Explore the material:
a) Answer these questions from the article on Chris Kaman:
(i) How old is Kaman?
(ii) Who is credited with pointing out that Kaman was hurting after tweaking his back in practice?
(iii) What are Kaman's career averages for points, rebounds and minutes per game?
b) Transcribe the part of the article on Chris Kaman between "Since playing five" and "last seven games.", inclusive.
c) Write the next part of the article on Chris Kaman, continuing from its last sentence.

Extract:
Stop me if you've heard this one before: A back-to-the-basket big man is unhappy with his role in Mike D'Antoni's system.
Add center Chris Kaman to that list of big men who have grown frustrated in the system of the offensive-minded coach.
Since playing five minutes against the Detroit Pistons on Nov. 17, the 31-year-old center has appeared in just one game. That was a 12-minute run in a blowout loss to the Oklahoma City Thunder on Dec. 13.
He scored nine points in those 12 minutes and then didn't get off the bench for the Lakers' next game.
His inactivity hasn't been all due to coach's decisions. Kaman has a history of back issues, and as ESPN's Ramona Shelburne points out, he was hurting physically after tweaking his back during a practice a "few weeks ago."
He is back to health and ready to go now, however, yet he remains a fixture on the bench. Meanwhile, second-year center Robert Sacre has picked up at least 10 minutes in six of the last seven games.
For the record, and any interested parties, I am looking for a $3.2 million annual salary for watching every Lakers game from the best seat in the house.
Kaman's frustration, however, is understandable. The 7'0", 265-pound veteran has had an up-and-down career, but his solid defense, decent post game and good rebounding have always been worthy of playing time.
In 16.8 minutes per game this year with the Lakers, he is averaging 8.3 points and 5.1 rebounds while shooting 50 percent from the floor. Those per-minute numbers are what we should expect from Kaman.
For his career, he is averaging 11.7 points and 7.9 rebounds in 28.5 minutes per game.
Those numbers aren't enough to get him off the bench ahead of the likes of Sacre, who, in 16.6 minutes per game this month, is averaging 6.2 points and 4.6 rebounds per game.

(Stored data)
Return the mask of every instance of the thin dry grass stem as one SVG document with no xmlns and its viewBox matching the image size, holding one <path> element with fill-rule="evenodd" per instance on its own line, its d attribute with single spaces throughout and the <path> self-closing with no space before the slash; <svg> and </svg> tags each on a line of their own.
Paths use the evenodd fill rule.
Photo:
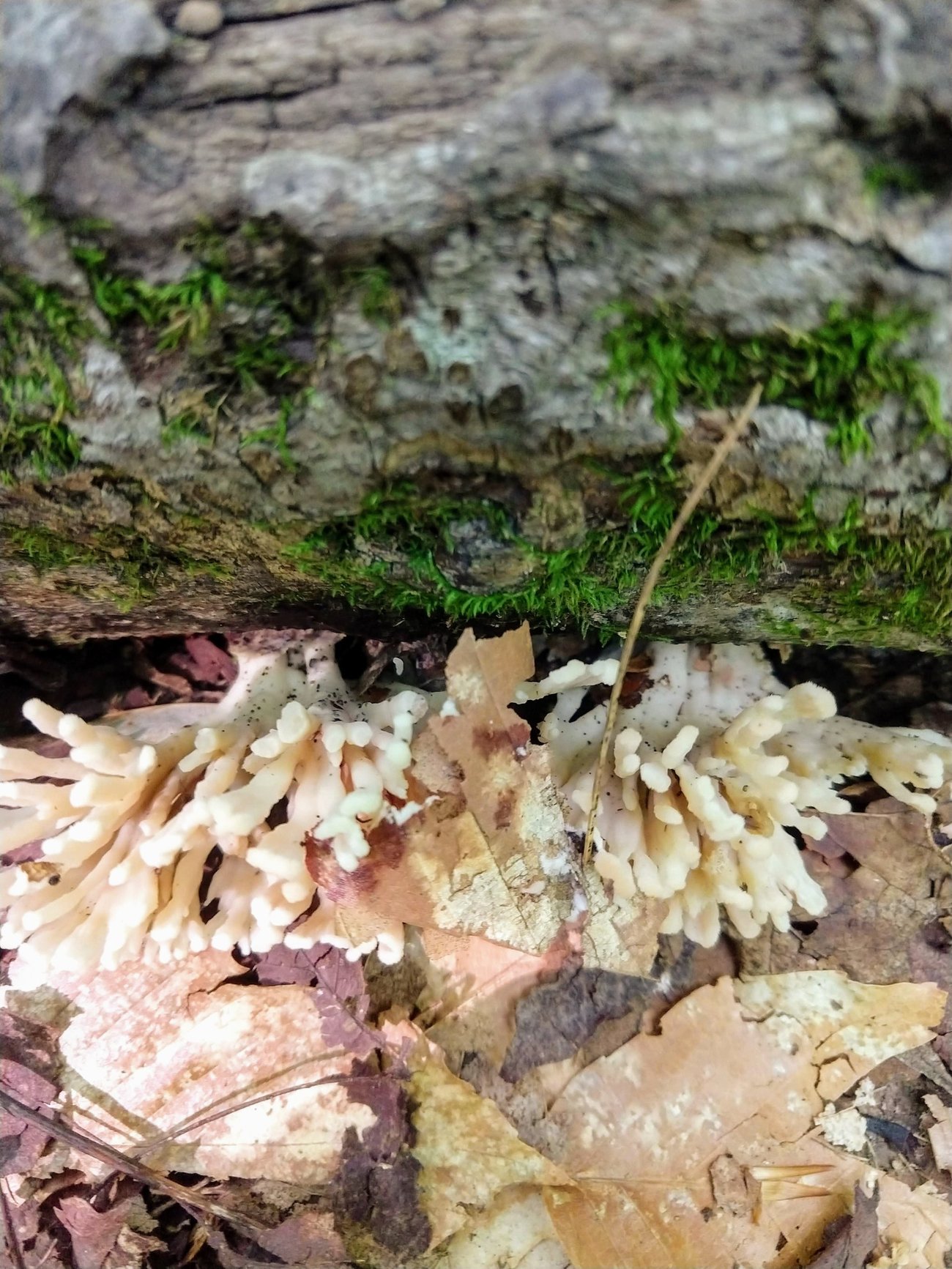
<svg viewBox="0 0 952 1269">
<path fill-rule="evenodd" d="M 377 1075 L 376 1077 L 387 1079 L 386 1075 Z M 284 1089 L 274 1089 L 272 1093 L 259 1093 L 258 1096 L 249 1098 L 246 1101 L 239 1101 L 234 1107 L 222 1107 L 220 1110 L 208 1112 L 208 1114 L 192 1115 L 188 1119 L 183 1119 L 183 1122 L 176 1124 L 174 1128 L 169 1128 L 168 1132 L 160 1132 L 155 1137 L 150 1137 L 147 1141 L 140 1141 L 129 1150 L 129 1157 L 151 1155 L 154 1150 L 159 1150 L 159 1147 L 166 1145 L 166 1142 L 180 1137 L 183 1132 L 204 1128 L 206 1124 L 213 1123 L 216 1119 L 226 1119 L 230 1114 L 236 1114 L 239 1110 L 245 1110 L 248 1107 L 256 1107 L 260 1101 L 270 1101 L 273 1098 L 283 1098 L 289 1093 L 301 1093 L 303 1089 L 316 1089 L 322 1084 L 354 1084 L 358 1080 L 366 1079 L 368 1079 L 367 1075 L 324 1075 L 321 1079 L 308 1080 L 306 1084 L 292 1084 Z"/>
<path fill-rule="evenodd" d="M 641 631 L 641 624 L 645 621 L 645 613 L 647 612 L 649 602 L 651 600 L 651 594 L 658 585 L 658 579 L 661 576 L 661 570 L 668 562 L 674 543 L 682 534 L 684 525 L 688 523 L 691 516 L 694 514 L 698 503 L 704 496 L 711 486 L 717 472 L 721 470 L 727 454 L 740 440 L 741 435 L 748 428 L 750 419 L 757 409 L 760 400 L 760 393 L 763 392 L 763 385 L 755 383 L 750 391 L 750 396 L 744 404 L 744 409 L 740 411 L 737 418 L 730 425 L 724 438 L 718 442 L 717 448 L 711 454 L 707 466 L 698 476 L 694 482 L 693 489 L 684 499 L 684 505 L 674 524 L 668 530 L 668 536 L 661 543 L 661 548 L 651 561 L 651 567 L 647 570 L 647 576 L 642 582 L 641 591 L 638 594 L 638 602 L 635 604 L 635 612 L 631 614 L 631 622 L 628 623 L 628 633 L 625 636 L 625 643 L 622 645 L 621 657 L 618 660 L 618 674 L 612 687 L 612 695 L 608 699 L 608 714 L 605 717 L 605 730 L 602 736 L 602 745 L 598 750 L 598 765 L 595 766 L 595 778 L 592 786 L 592 805 L 589 807 L 589 817 L 585 824 L 585 845 L 583 848 L 583 863 L 588 863 L 592 858 L 592 840 L 595 834 L 595 820 L 598 817 L 598 803 L 602 796 L 602 784 L 604 782 L 604 773 L 608 765 L 608 755 L 612 747 L 612 736 L 614 735 L 614 725 L 618 718 L 618 702 L 621 700 L 622 688 L 625 687 L 625 675 L 628 670 L 628 661 L 631 660 L 631 654 L 635 650 L 635 641 Z"/>
<path fill-rule="evenodd" d="M 32 1123 L 34 1127 L 42 1128 L 43 1132 L 48 1132 L 50 1136 L 56 1137 L 57 1141 L 62 1141 L 67 1146 L 72 1146 L 72 1148 L 79 1150 L 80 1154 L 89 1155 L 91 1159 L 98 1159 L 100 1162 L 108 1164 L 110 1167 L 114 1167 L 117 1173 L 132 1176 L 132 1179 L 137 1180 L 141 1185 L 147 1185 L 159 1194 L 166 1194 L 193 1214 L 195 1211 L 206 1212 L 209 1216 L 218 1217 L 221 1221 L 227 1221 L 228 1225 L 234 1226 L 236 1230 L 240 1230 L 242 1233 L 249 1233 L 253 1237 L 268 1228 L 267 1225 L 263 1225 L 254 1217 L 244 1216 L 240 1212 L 232 1212 L 231 1208 L 223 1207 L 221 1203 L 215 1203 L 211 1199 L 202 1198 L 193 1189 L 189 1189 L 188 1185 L 179 1185 L 178 1181 L 170 1180 L 168 1176 L 164 1176 L 162 1173 L 155 1171 L 155 1169 L 149 1167 L 146 1164 L 137 1164 L 135 1160 L 129 1159 L 128 1155 L 122 1154 L 122 1151 L 114 1150 L 112 1146 L 107 1146 L 104 1141 L 96 1141 L 95 1137 L 90 1137 L 85 1132 L 77 1132 L 75 1128 L 67 1128 L 66 1124 L 60 1123 L 58 1119 L 50 1118 L 39 1110 L 34 1110 L 32 1107 L 27 1105 L 25 1101 L 20 1101 L 9 1093 L 4 1093 L 3 1089 L 0 1089 L 0 1109 L 9 1110 L 9 1113 L 15 1115 L 18 1119 L 24 1119 L 27 1123 Z M 56 1114 L 56 1112 L 53 1112 L 53 1114 Z"/>
</svg>

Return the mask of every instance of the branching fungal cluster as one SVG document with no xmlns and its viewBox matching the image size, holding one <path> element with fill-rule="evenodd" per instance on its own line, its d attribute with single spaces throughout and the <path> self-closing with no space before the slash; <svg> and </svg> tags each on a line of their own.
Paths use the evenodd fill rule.
<svg viewBox="0 0 952 1269">
<path fill-rule="evenodd" d="M 376 945 L 399 959 L 399 921 L 353 947 L 335 905 L 317 895 L 305 839 L 353 871 L 376 825 L 416 810 L 406 772 L 426 703 L 404 690 L 359 704 L 333 643 L 239 646 L 237 679 L 216 704 L 90 725 L 28 702 L 28 721 L 69 756 L 0 749 L 0 851 L 42 840 L 39 860 L 0 873 L 0 945 L 19 948 L 38 975 L 207 947 L 264 952 L 284 939 L 354 954 Z"/>
<path fill-rule="evenodd" d="M 421 810 L 407 783 L 411 742 L 442 698 L 397 685 L 358 700 L 334 642 L 239 642 L 237 678 L 215 704 L 88 723 L 29 702 L 27 718 L 50 741 L 0 746 L 0 853 L 14 854 L 0 869 L 0 947 L 18 948 L 37 981 L 282 942 L 400 959 L 402 923 L 362 928 L 321 891 L 307 846 L 354 872 L 377 826 Z M 868 774 L 930 813 L 928 791 L 952 772 L 943 736 L 836 717 L 829 692 L 786 689 L 757 648 L 656 643 L 650 657 L 637 703 L 619 712 L 594 864 L 621 907 L 636 895 L 666 900 L 664 933 L 710 945 L 722 910 L 744 937 L 768 921 L 787 929 L 795 905 L 819 914 L 824 895 L 796 834 L 816 840 L 820 816 L 850 810 L 838 788 Z M 515 697 L 555 697 L 541 740 L 578 831 L 607 713 L 589 693 L 617 671 L 611 659 L 570 661 Z"/>
<path fill-rule="evenodd" d="M 649 685 L 619 712 L 594 864 L 621 905 L 637 892 L 668 900 L 663 933 L 711 945 L 721 907 L 745 938 L 768 921 L 788 929 L 795 904 L 819 915 L 823 891 L 790 830 L 823 838 L 819 815 L 850 810 L 835 792 L 843 780 L 868 774 L 899 801 L 934 811 L 920 791 L 952 770 L 952 742 L 937 732 L 834 717 L 830 692 L 814 683 L 787 690 L 755 648 L 655 643 L 650 654 Z M 518 697 L 556 695 L 541 733 L 579 831 L 607 713 L 604 704 L 584 712 L 584 700 L 617 670 L 614 660 L 570 661 Z"/>
</svg>

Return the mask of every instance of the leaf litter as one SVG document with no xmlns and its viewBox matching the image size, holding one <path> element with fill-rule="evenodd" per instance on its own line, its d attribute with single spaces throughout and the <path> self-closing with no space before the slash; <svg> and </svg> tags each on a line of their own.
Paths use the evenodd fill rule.
<svg viewBox="0 0 952 1269">
<path fill-rule="evenodd" d="M 195 643 L 194 681 L 227 683 L 220 651 Z M 187 678 L 138 664 L 161 692 Z M 465 636 L 415 745 L 423 812 L 357 876 L 310 849 L 352 942 L 381 914 L 419 930 L 404 964 L 209 950 L 20 990 L 13 961 L 0 1077 L 42 1123 L 0 1112 L 0 1265 L 943 1264 L 934 826 L 867 793 L 806 854 L 825 915 L 703 954 L 659 942 L 659 905 L 623 919 L 565 830 L 509 704 L 533 670 L 526 631 Z M 885 1118 L 902 1080 L 913 1109 Z"/>
</svg>

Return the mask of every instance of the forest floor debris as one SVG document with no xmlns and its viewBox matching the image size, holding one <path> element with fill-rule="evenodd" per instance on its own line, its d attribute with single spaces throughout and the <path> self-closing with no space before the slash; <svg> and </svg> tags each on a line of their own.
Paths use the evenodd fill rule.
<svg viewBox="0 0 952 1269">
<path fill-rule="evenodd" d="M 206 637 L 133 661 L 103 702 L 230 681 Z M 592 902 L 509 704 L 534 670 L 517 633 L 449 657 L 411 774 L 438 797 L 377 839 L 400 963 L 208 949 L 37 987 L 4 954 L 3 1269 L 943 1264 L 952 807 L 858 780 L 801 851 L 825 912 L 659 942 L 663 905 Z M 383 887 L 308 867 L 359 943 Z"/>
</svg>

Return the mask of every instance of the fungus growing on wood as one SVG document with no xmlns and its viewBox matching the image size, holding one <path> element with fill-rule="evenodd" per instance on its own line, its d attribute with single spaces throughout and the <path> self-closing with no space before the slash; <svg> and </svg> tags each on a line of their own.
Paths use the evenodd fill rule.
<svg viewBox="0 0 952 1269">
<path fill-rule="evenodd" d="M 353 945 L 317 893 L 305 838 L 354 871 L 373 827 L 414 813 L 406 772 L 426 700 L 397 690 L 358 702 L 334 642 L 239 642 L 237 678 L 215 704 L 88 723 L 28 702 L 25 717 L 63 755 L 0 747 L 0 853 L 42 843 L 39 860 L 0 872 L 0 945 L 38 977 L 282 940 L 399 959 L 399 921 Z"/>
<path fill-rule="evenodd" d="M 923 813 L 952 769 L 952 742 L 930 731 L 882 728 L 835 717 L 814 683 L 790 690 L 757 648 L 655 643 L 649 684 L 619 711 L 613 770 L 597 819 L 594 864 L 625 906 L 636 892 L 669 901 L 661 931 L 716 942 L 720 909 L 753 938 L 790 928 L 798 904 L 825 906 L 796 838 L 817 840 L 820 815 L 850 810 L 836 786 L 868 775 Z M 584 831 L 605 704 L 584 711 L 588 689 L 614 681 L 618 662 L 570 661 L 517 702 L 556 695 L 541 726 L 552 772 Z"/>
</svg>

Your responses:
a)
(i) 31 years old.
(ii) ESPN's Ramona Shelburne.
(iii) 11.7 points and 7.9 rebounds in 28.5 minutes per game.

b)
Since playing five minutes against the Detroit Pistons on Nov. 17, the 31-year-old center has appeared in just one game. That was a 12-minute run in a blowout loss to the Oklahoma City Thunder on Dec. 13.
He scored nine points in those 12 minutes and then didn't get off the bench for the Lakers' next game.
His inactivity hasn't been all due to coach's decisions. Kaman has a history of back issues, and as ESPN's Ramona Shelburne points out, he was hurting physically after tweaking his back during a practice a "few weeks ago."
He is back to health and ready to go now, however, yet he remains a fixture on the bench. Meanwhile, second-year center Robert Sacre has picked up at least 10 minutes in six of the last seven games.

c)
To his credit, Kaman doesn't appear intent on becoming a cancer to his team. Shelburne passed along this comment from the center: "It's absolutely not what I was looking for. It's not really in my control. I just try to keep working hard and be ready if the time comes. And if it doesn't, then it just wasn't meant to be."
In that same article, Kaman admits that he has been given no indication that the Lakers are looking to trade him. I have to believe that is a rather hollow stance by the Lakers, however.
It would be foolish for the Lakers not to look for a deal for Kaman.
Los Angeles is just 11-12 in the tough Western Conference. For all of his offensive genius, D'Antoni has the Lakers putting up just the 14th-most points in the NBA. This team could use more shooting, youth and athleticism.
It is also, as Shelburne points out, $7.8 million over the luxury tax.
Kaman is clearly not a part of D'Antoni's plans, and his one-year, $3.2 million contract is little more than wasted money at this point, but that modest salary and expiring deal should make it easy to find him a new home.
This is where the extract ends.